Reading text.
%%
# Scanpst.exe - can't locate



## Arby1028 (Jan 23, 2008)

Hello!!

I just transferred files from my old computer to a new laptop. Outlook 2003 says I need to run scanpst.exe however I cannot locate this file anywhere and have searched extensively. I have hidden folders turned on, etc. Running Windows 7.

I've searched for hours and cannot find a solution. I need to download scanpst.exe for Outlook 2003. Please help!!! TIA.


----------



## pip22 (Aug 22, 2004)

Should be here:

_C:\Program Files\Common Files\System\MSMAPI\1033\_ scan.pst


----------



## Arby1028 (Jan 23, 2008)

pip22 said:


> Should be here:
> 
> _C:\Program Files\Common Files\System\MSMAPI\1033\_ scan.pst


Got it...thank you! I ran it and it fixed the e-mails/Outlook. Now - how do I get back to my "regular" inbox? I have "Lost & Found" and "Recovered Folder 8082" instead of an "Inbox". All other folders I have seem to be OK.
%%
Point labeling examples
%%
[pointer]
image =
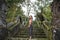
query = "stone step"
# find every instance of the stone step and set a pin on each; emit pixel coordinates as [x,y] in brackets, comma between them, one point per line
[27,38]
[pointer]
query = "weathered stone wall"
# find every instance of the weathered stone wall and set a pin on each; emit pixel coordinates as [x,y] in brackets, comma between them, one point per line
[3,8]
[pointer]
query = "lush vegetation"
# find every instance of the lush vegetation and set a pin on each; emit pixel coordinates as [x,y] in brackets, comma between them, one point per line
[42,13]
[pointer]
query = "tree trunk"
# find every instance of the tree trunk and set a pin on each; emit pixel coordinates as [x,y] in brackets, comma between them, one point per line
[56,18]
%%
Instructions.
(1) Edit the rows so that "set a pin" becomes "place a marker" everywhere it occurs, with everything else left as it is, and leave the pictures out of your answer.
(2) Continue the forum thread about locating scanpst.exe from the point where it stops.
The forum thread and the rows were taken from separate sources.

Answer list.
(1)
[pointer]
image =
query = "stone step"
# find every instance of the stone step and place a marker on each; emit pixel coordinates as [x,y] in brackets, comma between them, one point per line
[27,38]
[pointer]
query = "weathered stone wall"
# find every instance of the weathered stone wall and place a marker on each; emit pixel coordinates as [x,y] in brackets, comma between them, one point per line
[3,8]
[pointer]
query = "lush vegetation"
# find every instance of the lush vegetation and place a marker on each; emit pixel coordinates as [x,y] in brackets, comma between them, one point per line
[42,13]
[pointer]
query = "tree trunk"
# find every instance of the tree trunk and place a marker on each; emit pixel coordinates as [x,y] in brackets, comma between them, one point per line
[56,18]

(2)
----------



## Albertbrrown (Aug 13, 2012)

You can easily locate scanpst.exe in Outlook 2003 by the following location -

32-bit Windows; C:\Program Files\Common Files\System\MSMAPI\<locale ID>\
64-bit Windows; C:\Program Files (x86)\Common Files\System\MSMAPI\<locale ID>\


----------



## Arby1028 (Jan 23, 2008)

^^ Thank you...I actually found it a couple days ago. Any ideas on how to get inbox from "Recovered Folder 8082" back to "Inbox"???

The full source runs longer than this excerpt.